◆ EXERCISE OBJECTIVE:
Go through the entries below and write each one out exactly.

Source data
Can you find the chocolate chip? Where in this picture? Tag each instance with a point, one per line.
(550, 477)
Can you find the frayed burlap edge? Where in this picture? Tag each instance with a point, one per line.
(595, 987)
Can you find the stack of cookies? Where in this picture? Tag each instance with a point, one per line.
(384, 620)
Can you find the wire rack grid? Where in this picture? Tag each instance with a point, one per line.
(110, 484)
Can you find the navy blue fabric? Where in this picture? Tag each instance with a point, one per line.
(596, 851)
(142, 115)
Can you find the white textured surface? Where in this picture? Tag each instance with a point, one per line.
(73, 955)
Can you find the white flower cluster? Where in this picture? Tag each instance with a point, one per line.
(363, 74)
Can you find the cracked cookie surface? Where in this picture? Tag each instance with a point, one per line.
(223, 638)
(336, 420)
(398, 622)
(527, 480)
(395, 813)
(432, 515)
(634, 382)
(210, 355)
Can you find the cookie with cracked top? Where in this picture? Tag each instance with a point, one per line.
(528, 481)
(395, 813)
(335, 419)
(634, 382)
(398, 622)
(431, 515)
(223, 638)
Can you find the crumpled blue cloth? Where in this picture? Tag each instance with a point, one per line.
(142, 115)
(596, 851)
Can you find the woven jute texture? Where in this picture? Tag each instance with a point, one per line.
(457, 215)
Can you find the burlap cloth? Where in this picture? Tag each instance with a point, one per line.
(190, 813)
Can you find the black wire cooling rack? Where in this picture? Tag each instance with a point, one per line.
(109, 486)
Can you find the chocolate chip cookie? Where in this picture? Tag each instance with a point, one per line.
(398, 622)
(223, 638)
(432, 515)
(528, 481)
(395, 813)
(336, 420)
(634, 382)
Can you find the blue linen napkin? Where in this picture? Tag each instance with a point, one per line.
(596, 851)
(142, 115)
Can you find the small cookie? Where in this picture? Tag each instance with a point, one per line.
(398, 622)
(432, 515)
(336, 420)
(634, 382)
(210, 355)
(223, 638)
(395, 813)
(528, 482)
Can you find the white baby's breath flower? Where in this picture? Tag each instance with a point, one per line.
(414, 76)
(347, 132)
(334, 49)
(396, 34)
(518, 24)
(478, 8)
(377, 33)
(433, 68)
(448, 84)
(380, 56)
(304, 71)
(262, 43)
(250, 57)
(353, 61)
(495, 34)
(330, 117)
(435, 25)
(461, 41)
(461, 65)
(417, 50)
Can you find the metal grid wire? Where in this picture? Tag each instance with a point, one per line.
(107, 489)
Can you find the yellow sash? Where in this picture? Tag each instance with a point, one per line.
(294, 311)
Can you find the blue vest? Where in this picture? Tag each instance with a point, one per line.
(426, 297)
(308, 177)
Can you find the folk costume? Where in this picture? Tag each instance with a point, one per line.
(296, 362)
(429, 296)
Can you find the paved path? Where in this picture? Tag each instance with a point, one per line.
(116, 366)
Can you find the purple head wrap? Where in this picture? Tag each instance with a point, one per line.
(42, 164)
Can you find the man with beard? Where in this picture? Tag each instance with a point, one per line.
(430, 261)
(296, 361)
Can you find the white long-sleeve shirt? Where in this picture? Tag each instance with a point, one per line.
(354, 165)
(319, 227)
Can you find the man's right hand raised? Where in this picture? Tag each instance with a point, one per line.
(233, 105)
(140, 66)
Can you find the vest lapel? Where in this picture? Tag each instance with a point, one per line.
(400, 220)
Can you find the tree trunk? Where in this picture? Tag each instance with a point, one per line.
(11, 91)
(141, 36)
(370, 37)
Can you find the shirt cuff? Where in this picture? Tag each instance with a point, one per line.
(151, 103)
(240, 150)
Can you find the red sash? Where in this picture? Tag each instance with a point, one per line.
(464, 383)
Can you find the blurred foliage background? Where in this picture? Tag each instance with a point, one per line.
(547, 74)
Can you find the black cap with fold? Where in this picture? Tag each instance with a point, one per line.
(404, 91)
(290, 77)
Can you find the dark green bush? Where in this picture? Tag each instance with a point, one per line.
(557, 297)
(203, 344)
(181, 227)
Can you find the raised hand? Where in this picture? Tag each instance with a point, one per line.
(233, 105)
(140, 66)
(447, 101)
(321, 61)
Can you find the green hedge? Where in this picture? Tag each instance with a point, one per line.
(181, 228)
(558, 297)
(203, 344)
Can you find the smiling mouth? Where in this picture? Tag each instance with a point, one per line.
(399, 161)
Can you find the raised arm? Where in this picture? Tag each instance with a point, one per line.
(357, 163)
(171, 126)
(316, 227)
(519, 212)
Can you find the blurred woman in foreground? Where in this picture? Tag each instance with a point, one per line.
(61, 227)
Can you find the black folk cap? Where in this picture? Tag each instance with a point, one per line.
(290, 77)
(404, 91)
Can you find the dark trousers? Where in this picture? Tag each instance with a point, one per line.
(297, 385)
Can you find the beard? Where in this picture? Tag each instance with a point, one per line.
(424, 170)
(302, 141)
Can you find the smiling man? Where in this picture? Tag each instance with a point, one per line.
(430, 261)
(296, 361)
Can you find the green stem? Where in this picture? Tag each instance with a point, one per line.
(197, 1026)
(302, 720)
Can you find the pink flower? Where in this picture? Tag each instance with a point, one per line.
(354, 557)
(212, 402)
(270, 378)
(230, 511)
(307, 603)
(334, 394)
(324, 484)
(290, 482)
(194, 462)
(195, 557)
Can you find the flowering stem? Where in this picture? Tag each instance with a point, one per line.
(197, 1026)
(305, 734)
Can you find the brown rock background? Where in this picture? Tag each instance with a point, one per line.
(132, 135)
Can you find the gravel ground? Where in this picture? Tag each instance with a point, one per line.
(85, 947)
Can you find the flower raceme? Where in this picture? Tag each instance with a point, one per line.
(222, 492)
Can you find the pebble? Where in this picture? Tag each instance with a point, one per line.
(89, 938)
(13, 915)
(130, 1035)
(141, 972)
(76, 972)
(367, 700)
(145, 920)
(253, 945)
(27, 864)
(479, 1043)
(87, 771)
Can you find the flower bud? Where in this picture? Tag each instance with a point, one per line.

◆ EXERCISE ANSWER:
Can you find the chocolate chip? Where in this picture? Tag each instance with a point, one per line.
(550, 477)
Can you find the frayed burlap edge? Where in this picture? Tag each instance with a point, one per line.
(595, 987)
Can you find the stack of cookies? Where in this picture? Tag each instance with a point, one per line.
(384, 620)
Can you find the wire rack grid? Where in this picture? Tag each instance with a point, one per line.
(110, 484)
Can you find the navy blue fabric? Where in this picture? Tag each instance with a point, one per line.
(596, 851)
(142, 115)
Can you find the white textured surface? Where in this picture? Tag each instance with a point, one per line.
(73, 955)
Can you find the white flower cluster? Where in this picture? Tag each instance with a point, one per line.
(363, 74)
Can you find the cracked cookie surface? Where in this picture? Tag each instance with a point, one per line.
(223, 638)
(336, 420)
(398, 622)
(527, 480)
(395, 813)
(432, 515)
(634, 382)
(210, 355)
Can you find the cookie with cracked top? Where in this picture? Tag each instance with a point, one per line.
(528, 481)
(395, 813)
(335, 419)
(634, 382)
(398, 622)
(431, 515)
(223, 638)
Can you find the crumpled blue cloth? Where in this picture? Tag each instance with a point, one per line.
(142, 115)
(596, 851)
Can you find the woven jute texture? Where in this picture? Tag each instance with a point, one per line.
(457, 215)
Can you find the burlap cloth? Where in this picture? Tag each instance with a point, one per line.
(190, 813)
Can you find the black wire cooling rack? Where in this picture? Tag each instance with a point, one per line.
(109, 486)
Can you find the chocolate chip cookie? Where in this picture? Tag each instance with a point, one per line.
(398, 622)
(223, 638)
(432, 515)
(528, 481)
(395, 813)
(336, 420)
(634, 382)
Can you find the blue linen napkin? Where in this picture? Tag each instance with a point, one per line.
(596, 851)
(142, 115)
Can you find the small cookie? Where in this picture? Tag each instance with a point, one per line.
(398, 622)
(432, 515)
(336, 420)
(634, 382)
(210, 355)
(223, 638)
(395, 813)
(528, 482)
Can you find the white baby's breath flower? Where in this picture? Tag each instance with a point, one per line.
(414, 76)
(347, 132)
(334, 49)
(396, 34)
(518, 24)
(478, 8)
(377, 33)
(433, 68)
(448, 84)
(380, 56)
(304, 71)
(262, 43)
(250, 57)
(353, 61)
(495, 34)
(330, 117)
(435, 25)
(461, 41)
(461, 65)
(417, 50)
Can you find the metal grid wire? Where in this picture? Tag each instance with a point, one per line.
(107, 489)
Can you find the yellow sash? Where in this picture? Tag each instance with a point, one per line.
(294, 311)
Can you find the blue vest? Where in this picture? Tag each instance with a point, one per line.
(426, 297)
(308, 177)
Can you find the folk costume? Where in this picture? Tag each instance with a point, one per line.
(296, 362)
(429, 296)
Can you find the paved path? Where in this picture? Tag each instance with a point, one per line.
(116, 366)
Can you find the purple head wrap? Where in this picture? Tag each instance with a point, one per line.
(42, 164)
Can you find the man with beard? Where in this picture? Tag each instance with a point, one per line.
(430, 261)
(296, 361)
Can you find the white long-sleeve shirt? Where in this picture? Tag each instance with a point, one per line.
(354, 165)
(319, 227)
Can you find the man's right hand raised? Where in this picture? Tag each instance with a point, one per line.
(233, 105)
(140, 66)
Can you find the vest lapel? Where in this picture? Tag each instance with a point, one per line.
(400, 220)
Can you find the tree trunk? Where in this picture? Tag each instance with a point, one per line.
(11, 91)
(141, 36)
(370, 37)
Can you find the shirt cuff? Where in this picture? Tag each instance with a point, one per line.
(151, 103)
(240, 150)
Can you find the red sash? Where in this picture? Tag each instance with a point, one per line.
(464, 383)
Can you find the blurred foliage background? Where in this picture? Tag each instance with a point, one per line.
(547, 74)
Can you find the black cap with fold? Where in this picture? Tag each instance with a point, one per line.
(404, 91)
(290, 77)
Can you find the dark green bush? Where in this picture? Tag each instance with a point, one per line.
(557, 297)
(203, 344)
(181, 227)
Can you find the raised hand? Where in this picture? Tag each instance with a point, one per line.
(233, 105)
(140, 66)
(447, 101)
(321, 61)
Can you find the green hedge? Where in this picture? Tag each instance with a point, one per line.
(181, 228)
(558, 297)
(203, 344)
Can you find the smiling mouth? Where in this picture? Tag each instance with a point, one per line.
(399, 161)
Can you find the raised arm? Where in this picture? Tag each instance with a point, one per line.
(357, 163)
(171, 126)
(316, 227)
(519, 212)
Can you find the blurred woman in foreground? Where in this picture? Tag each instance with a point, one per line.
(61, 227)
Can you find the black folk cap? Where in this picture? Tag each instance with a point, one per line.
(290, 77)
(404, 91)
Can you find the dark trousers? Where in this picture? Tag each instance with a point, one per line.
(297, 385)
Can you find the beard? Where in this picture? Tag each instance with a point, one per line.
(424, 170)
(302, 141)
Can you find the smiling man? Where in this picture? Tag each instance with a point, one per line.
(430, 261)
(296, 361)
Can you find the green stem? Where in this picture? Tag each instance with a point, one per line.
(197, 1026)
(302, 720)
Can you find the pink flower? Where in this picture? Tag each instance with a point, one per line.
(354, 557)
(212, 402)
(270, 378)
(230, 511)
(307, 603)
(334, 394)
(324, 484)
(290, 482)
(194, 462)
(195, 557)
Can you find the flowering stem? Where in this picture? Tag each instance with a point, one per line.
(197, 1026)
(305, 734)
Can you find the brown rock background? Where in this picture? Tag each instance with a point, one per line.
(132, 135)
Can you find the gravel ground? Where in this picture? Tag each instance with a point, one per line.
(85, 947)
Can you find the flower raceme? Where in this picture? Tag each instance with a point, one per line.
(222, 492)
Can you find the pebble? Where in this picture? Tag each instance with a point, one per line.
(89, 938)
(13, 915)
(130, 1035)
(141, 972)
(76, 972)
(367, 700)
(145, 920)
(253, 945)
(27, 864)
(479, 1043)
(87, 771)
Can you find the flower bud? Where in this picture? Tag each instance with a point, one per line.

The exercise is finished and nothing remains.